YOUR TASK: Count the lines in the material below that contain the string "Query" and reply with that number alone.
━━ ENTRIES SUPPLIED
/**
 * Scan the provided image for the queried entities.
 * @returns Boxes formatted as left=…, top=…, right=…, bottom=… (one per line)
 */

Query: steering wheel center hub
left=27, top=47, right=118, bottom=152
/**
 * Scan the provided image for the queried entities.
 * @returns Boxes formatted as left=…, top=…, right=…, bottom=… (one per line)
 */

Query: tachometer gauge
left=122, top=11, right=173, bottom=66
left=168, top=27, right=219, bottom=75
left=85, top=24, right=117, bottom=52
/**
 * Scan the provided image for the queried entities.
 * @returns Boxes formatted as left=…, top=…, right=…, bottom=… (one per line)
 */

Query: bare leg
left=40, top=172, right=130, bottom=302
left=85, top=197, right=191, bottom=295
━━━━
━━ ENTRIES SUPPLIED
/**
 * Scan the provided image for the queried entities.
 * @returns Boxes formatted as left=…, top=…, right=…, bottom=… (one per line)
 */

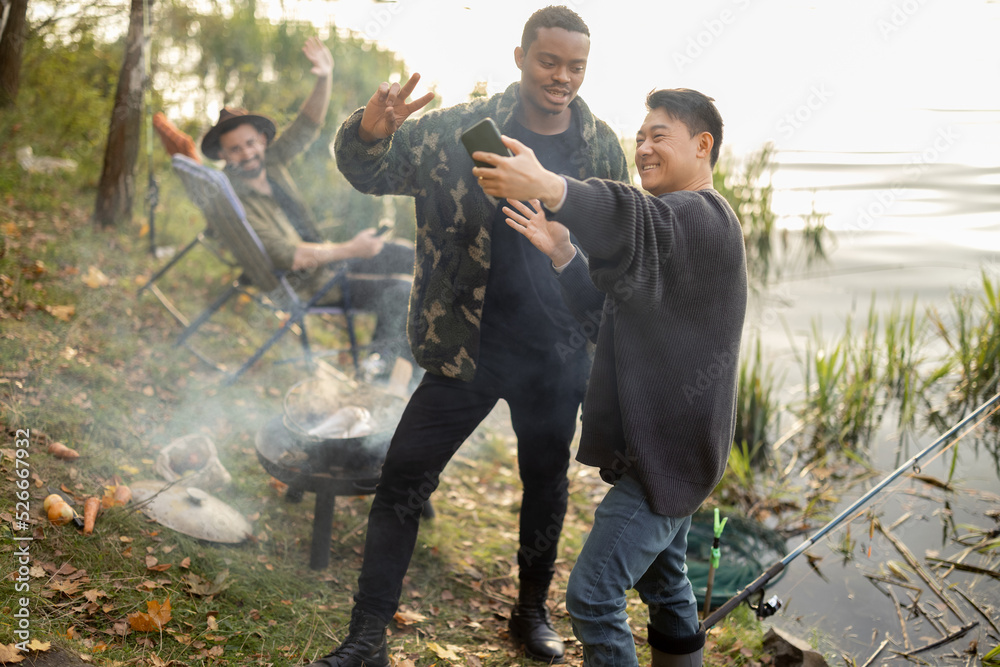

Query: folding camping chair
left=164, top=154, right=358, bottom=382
━━━━
THE OUTPUT: 4